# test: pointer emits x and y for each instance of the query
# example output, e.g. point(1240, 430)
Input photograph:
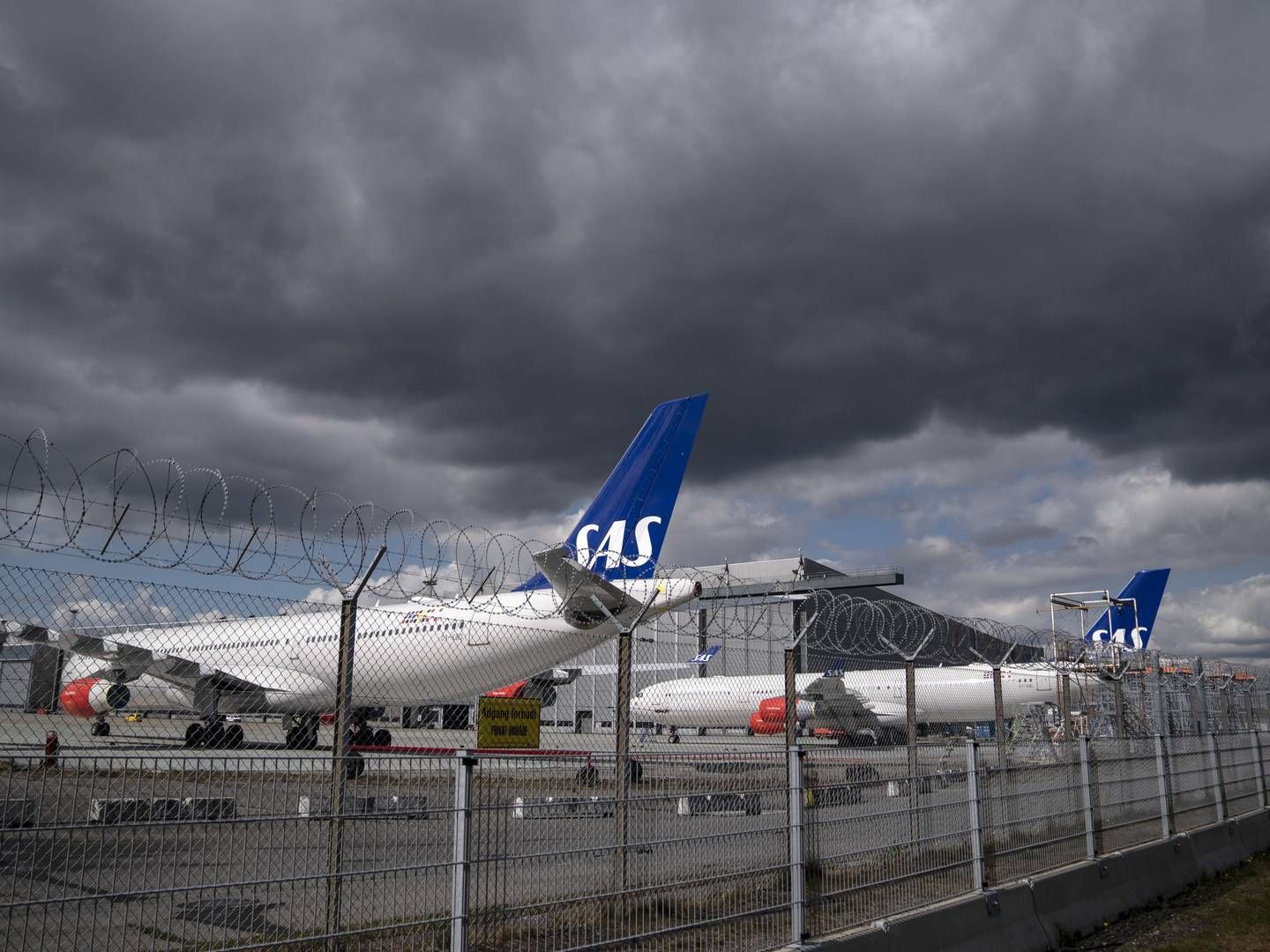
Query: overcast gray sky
point(977, 288)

++++++++++

▶ **Task objective**:
Put every line of the entries above into a numbered list, skipping blank lines and leaving the pictures out.

▶ **Reply to the task**:
1. # test: pointer emits x and y for each instance of the query
2. # example output, e.g. point(1240, 430)
3. Input photograph:
4. Query: overcast gray sky
5. point(977, 288)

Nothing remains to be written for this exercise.